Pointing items

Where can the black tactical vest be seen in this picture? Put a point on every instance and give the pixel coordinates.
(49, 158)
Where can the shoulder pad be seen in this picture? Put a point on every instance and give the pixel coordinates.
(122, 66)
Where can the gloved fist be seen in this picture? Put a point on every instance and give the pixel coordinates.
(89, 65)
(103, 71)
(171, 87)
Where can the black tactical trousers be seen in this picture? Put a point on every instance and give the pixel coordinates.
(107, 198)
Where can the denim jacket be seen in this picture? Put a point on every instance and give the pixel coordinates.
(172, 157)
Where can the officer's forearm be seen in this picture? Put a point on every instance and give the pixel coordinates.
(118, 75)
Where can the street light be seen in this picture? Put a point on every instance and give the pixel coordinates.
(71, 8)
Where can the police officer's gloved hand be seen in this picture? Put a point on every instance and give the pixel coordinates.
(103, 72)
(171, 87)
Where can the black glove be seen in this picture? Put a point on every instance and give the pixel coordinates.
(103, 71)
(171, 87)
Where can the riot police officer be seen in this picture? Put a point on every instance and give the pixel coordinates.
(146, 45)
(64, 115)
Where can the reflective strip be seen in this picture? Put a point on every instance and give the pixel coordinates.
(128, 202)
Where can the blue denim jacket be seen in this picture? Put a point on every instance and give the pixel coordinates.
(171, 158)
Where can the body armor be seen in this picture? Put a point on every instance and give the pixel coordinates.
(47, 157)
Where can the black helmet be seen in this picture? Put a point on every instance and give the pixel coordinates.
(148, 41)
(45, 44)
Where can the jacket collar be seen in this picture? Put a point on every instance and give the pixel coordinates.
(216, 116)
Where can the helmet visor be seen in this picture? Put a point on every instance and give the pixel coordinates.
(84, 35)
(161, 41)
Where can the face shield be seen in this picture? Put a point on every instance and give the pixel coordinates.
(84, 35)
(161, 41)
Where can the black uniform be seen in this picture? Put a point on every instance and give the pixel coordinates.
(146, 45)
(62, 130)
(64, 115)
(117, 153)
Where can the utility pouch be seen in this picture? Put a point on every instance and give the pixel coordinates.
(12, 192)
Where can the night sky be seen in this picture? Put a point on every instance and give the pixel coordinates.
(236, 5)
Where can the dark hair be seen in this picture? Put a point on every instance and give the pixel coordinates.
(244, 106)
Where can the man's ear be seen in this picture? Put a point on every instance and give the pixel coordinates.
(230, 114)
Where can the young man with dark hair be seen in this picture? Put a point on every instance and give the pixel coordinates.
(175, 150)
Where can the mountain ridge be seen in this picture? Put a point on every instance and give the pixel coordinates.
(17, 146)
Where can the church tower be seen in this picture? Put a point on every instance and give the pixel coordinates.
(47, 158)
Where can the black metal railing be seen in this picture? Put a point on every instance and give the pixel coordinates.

→ Written problem
Can you reproduce all of the items above with "pixel coordinates" swapped for "x and y positions" everywhere it occurs, leaving everything else unchanged?

→ Exercise result
Where can the black tactical vest be seen in this picture? Put a point on every instance and give the x and y positions.
(49, 158)
Where can the shoulder pad be seen in this picture? Put a point on every instance and give the x and y positions.
(122, 66)
Where can the gloved fist be seen in this picture? Put a point on every instance and give the x and y positions.
(89, 65)
(103, 71)
(171, 87)
Where can the black tactical trousers be seen in this picture? Put a point on every instance and give the x and y positions.
(107, 198)
Where can the denim jacket be seen in this picture? Put a point on every instance and give the x and y positions.
(172, 157)
Where can the officer's forearm be seen in this picture? Put a point on every instance and give the x and y positions.
(118, 75)
Where can the street light be seen in this picture? Put a point on every instance and give the x and y positions.
(71, 8)
Where can the police officer's gloved hand be seen in this picture? Put a point on every instance and give the x and y positions.
(103, 72)
(171, 87)
Where can the black glove be seen in this picture? Put a point on every instance and give the x and y positions.
(103, 71)
(171, 87)
Where can the riot police officer be seen in this picture? Put a point on every instance and give the x and y positions.
(146, 45)
(64, 115)
Where can the reflective strip be seen in this picture? Put a point on every instance and give the x and y positions.
(128, 202)
Where can the blue denim jacket be seen in this picture? Put a point on every instance and give the x and y positions.
(171, 158)
Where can the body armor be seen in this picture? Put a point on every instance and give the x and y positions.
(47, 157)
Where can the black helmet be seen in this picture? Put a point on every instance and give the x and y positions.
(148, 41)
(45, 44)
Where can the jacket collar be seen in this picture? Put a point on every instance and give the x and y positions.
(216, 116)
Where can the helmet visor be seen in this picture? Put a point on every instance and give the x and y positions.
(84, 35)
(161, 41)
Where can the face shield be seen in this picture? Put a point on every instance and give the x and y positions.
(84, 35)
(161, 41)
Where can the black uniform be seen in this picture? Put a point on every instance and give the x and y positions.
(146, 45)
(62, 130)
(64, 115)
(117, 153)
Where can the utility pouch be seen in this picture? Put a point on every instance and give the x and y positions.
(12, 192)
Where can the night sky be seen in this picture? Put a point on every instance and give the x and y positions.
(236, 5)
Where can the dark hair be seen in this picture? Put a point on every instance and give the x and y positions.
(244, 106)
Where can the man's ear be seen in this picture? Put a point on every instance and give the x and y positions.
(230, 114)
Where can the young man with dark hair be seen in this picture? Put a point on every instance and give the x and y positions.
(175, 150)
Where can the mountain ridge be seen in this picture? Put a point on every instance and give the x and y positions.
(17, 146)
Where can the church tower be seen in this picture? Put a point on every instance and give the x and y positions.
(47, 158)
Where can the black metal railing be seen in this picture? Put a point on every instance and give the x and y positions.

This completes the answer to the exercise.